◆ **What is required**:
Leaving out the images, please reproduce each line below exactly.
*** Opening Entries shown ***
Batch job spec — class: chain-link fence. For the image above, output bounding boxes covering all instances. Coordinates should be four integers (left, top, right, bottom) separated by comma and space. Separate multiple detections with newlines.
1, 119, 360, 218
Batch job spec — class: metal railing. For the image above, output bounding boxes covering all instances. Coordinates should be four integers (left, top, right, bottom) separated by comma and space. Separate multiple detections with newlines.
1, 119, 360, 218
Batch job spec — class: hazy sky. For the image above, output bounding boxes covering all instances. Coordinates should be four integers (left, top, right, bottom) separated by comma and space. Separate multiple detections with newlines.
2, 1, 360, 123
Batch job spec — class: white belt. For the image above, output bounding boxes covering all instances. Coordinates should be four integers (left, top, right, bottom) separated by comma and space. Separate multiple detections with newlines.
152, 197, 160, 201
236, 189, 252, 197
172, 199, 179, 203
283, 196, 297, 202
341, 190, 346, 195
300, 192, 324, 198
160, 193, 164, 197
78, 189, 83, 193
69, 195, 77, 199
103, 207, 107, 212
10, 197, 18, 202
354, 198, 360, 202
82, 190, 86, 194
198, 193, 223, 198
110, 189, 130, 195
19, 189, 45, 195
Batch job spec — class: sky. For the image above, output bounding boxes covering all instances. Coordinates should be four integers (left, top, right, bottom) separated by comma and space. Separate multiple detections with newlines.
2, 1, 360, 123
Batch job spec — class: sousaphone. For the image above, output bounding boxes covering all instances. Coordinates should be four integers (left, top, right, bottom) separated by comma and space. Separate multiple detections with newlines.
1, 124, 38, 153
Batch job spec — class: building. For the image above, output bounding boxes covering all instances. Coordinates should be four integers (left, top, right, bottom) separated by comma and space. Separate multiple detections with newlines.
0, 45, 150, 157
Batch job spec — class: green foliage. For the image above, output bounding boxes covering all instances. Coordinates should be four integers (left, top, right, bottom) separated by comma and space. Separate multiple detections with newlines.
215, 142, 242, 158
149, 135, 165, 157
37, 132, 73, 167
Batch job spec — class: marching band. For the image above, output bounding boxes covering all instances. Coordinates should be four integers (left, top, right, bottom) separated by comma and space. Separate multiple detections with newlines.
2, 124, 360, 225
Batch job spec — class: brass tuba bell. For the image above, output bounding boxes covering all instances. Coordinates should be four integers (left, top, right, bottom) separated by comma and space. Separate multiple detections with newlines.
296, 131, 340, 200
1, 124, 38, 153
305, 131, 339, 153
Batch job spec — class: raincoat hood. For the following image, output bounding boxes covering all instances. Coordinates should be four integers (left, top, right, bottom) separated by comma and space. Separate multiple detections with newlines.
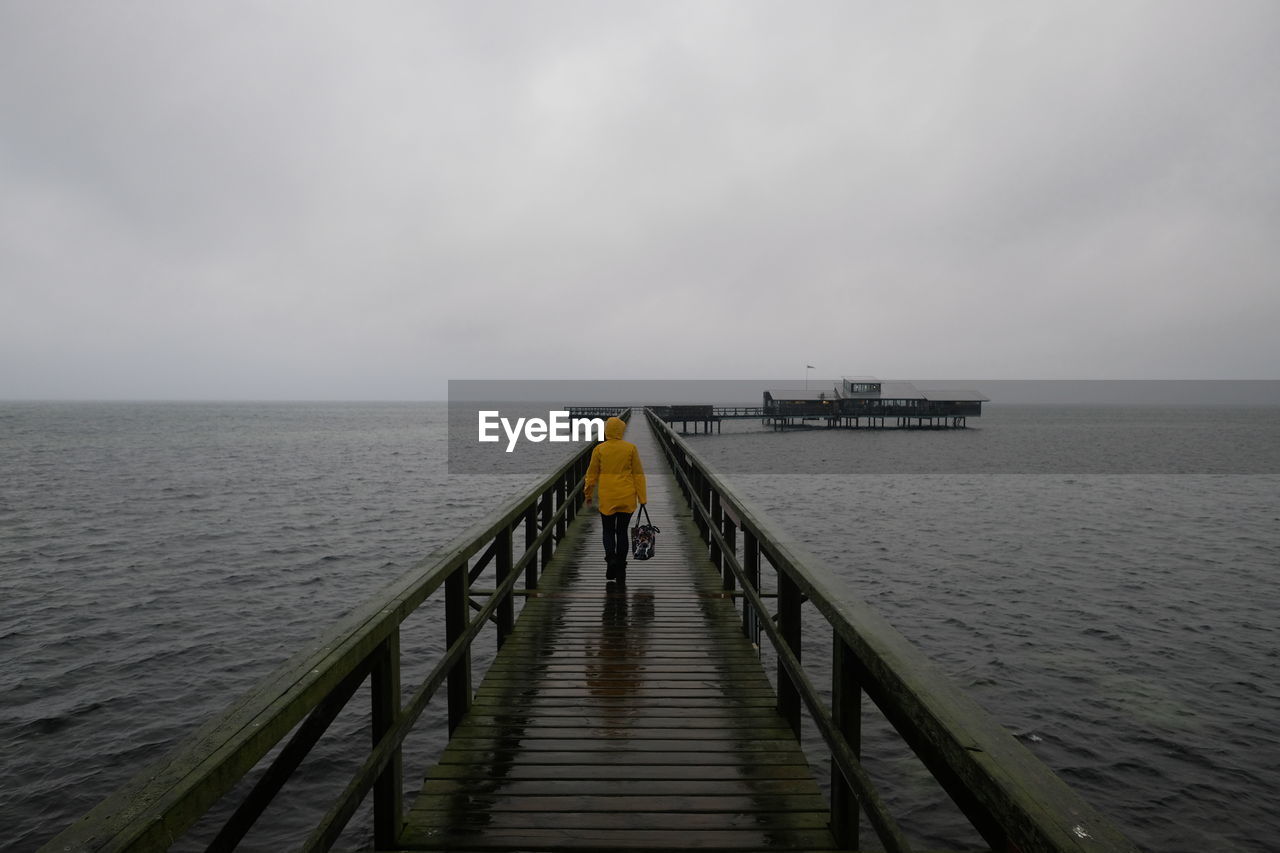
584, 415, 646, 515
*** Closing Entries shown ***
◆ **Written response**:
Batch job spec — class: chain-link fence. For the image above, output bounding boxes covering all instances. Coordinates should be four integers (left, top, right, bottom) separated by comma and space. Separate multiple detections with newlines.
1, 119, 360, 218
Batch job spec — class: metal railing. For the image above, output bounding boxes covering all instances. Coordinates should be four integers (left, top, right, bottom) separated by comma and space. Separate multiple detections with newlines.
1, 119, 360, 218
Batch job spec — class: hazy sky. For the image above, output bounding boxes covering all instances. Coordinates should be four integers (left, top, right, bottom) separated by comma and space. Separate multiple detections with newlines.
2, 1, 360, 123
Batch job spec — class: white belt. For the image above, output bounding boxes covering all instances. Coordinates should be four integers (left, top, right, bottom) separated by comma and space. Separate multiple detections with newlines.
152, 197, 160, 201
236, 189, 252, 197
172, 199, 179, 203
283, 196, 297, 202
341, 190, 346, 195
300, 192, 324, 198
160, 193, 164, 197
78, 189, 83, 193
69, 195, 77, 199
103, 207, 107, 212
10, 197, 18, 202
354, 198, 360, 202
82, 190, 86, 194
198, 193, 223, 198
110, 189, 130, 195
19, 189, 45, 195
Batch job spec — class: sky. For the image above, output bounding boxes covering all instances. Coordinates should be four integers (left, top, right, bottom) separated by comma and space. Separate multiple detections with newlines.
2, 1, 360, 123
Batch job spec — class: sousaphone. For the image above, output bounding boxes covering all instances. Coordinates should be four integers (left, top, right, bottom) separated by comma and space. Separate multiple detections with newlines.
1, 124, 38, 153
Batch job spec — class: building. For the image above, output bounding boxes covering all instances. Coordinates should be four integers (left, top, right, bottom) separated by comma and space. Separate multiple detections with newlines.
0, 45, 150, 157
Batch job spec — class: green foliage. For the image above, output bounding boxes covering all instances. Coordinates should be four integers (left, top, right, bottom) separated by comma and space. Separate multiple detections with newlines.
215, 142, 242, 158
149, 135, 165, 157
37, 132, 73, 167
Batch job spec — class: marching band. For the image above, output bounding boxes covering all instances. Coordinates should be four integers (left, top, right, bottom) separated by comma and space. Separate multiple detections with newlines.
2, 124, 360, 225
Batch job spec — class: brass tuba bell. For the image above, output bounding boxes covering all instances. Coordinates should be four integers (left, top, right, bottom) separated by comma and space. Separate multiple detections with newlines.
296, 131, 340, 200
1, 124, 38, 153
305, 131, 339, 153
Batch job spec — class: raincoat hood. For the following image, output bounding boxes covering all instances. Coordinates should be four integers (left, top, right, bottom) separated by comma and space. Separate multiple detections with newlines.
584, 415, 646, 515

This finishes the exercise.